• What the exercise asks:
Give an exact copy of the lines of the records below, starting at the line containing "Exercise. For every instance of the wooden" and running to the end.

• Extracted data:

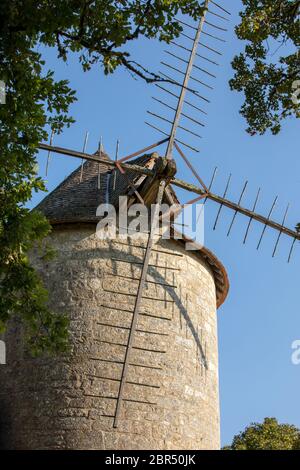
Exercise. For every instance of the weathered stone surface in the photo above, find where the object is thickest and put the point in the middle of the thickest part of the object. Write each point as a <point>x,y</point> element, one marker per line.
<point>69,403</point>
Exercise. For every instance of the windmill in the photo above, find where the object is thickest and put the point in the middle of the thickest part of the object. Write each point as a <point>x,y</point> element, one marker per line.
<point>191,98</point>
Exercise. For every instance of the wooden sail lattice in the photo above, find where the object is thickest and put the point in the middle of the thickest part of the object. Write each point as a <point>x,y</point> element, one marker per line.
<point>188,98</point>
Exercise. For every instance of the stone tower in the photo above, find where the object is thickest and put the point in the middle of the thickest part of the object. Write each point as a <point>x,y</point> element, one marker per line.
<point>171,397</point>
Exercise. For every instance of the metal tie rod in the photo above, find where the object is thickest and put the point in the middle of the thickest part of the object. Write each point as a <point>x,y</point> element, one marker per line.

• Output of the task:
Exercise. For every instance of the wooden sail lattice in the photo above, find where the object is thickest and put the point in the middle of the thickest part of the object. Write each point as a <point>x,y</point> element, one marker per line.
<point>188,98</point>
Exercise. For every instance of the stone tower in the photo above, find where the object is thickest and put the point in the middle of the thickest part of the object. Write each point as a <point>x,y</point> element, one marker per line.
<point>171,397</point>
Exercise. For every instance of the metal tie rod in the photo above, find where the object is thickest and put the point in the middle of the thickest part of the object. Write each point as a <point>x,y</point> element, one marker per line.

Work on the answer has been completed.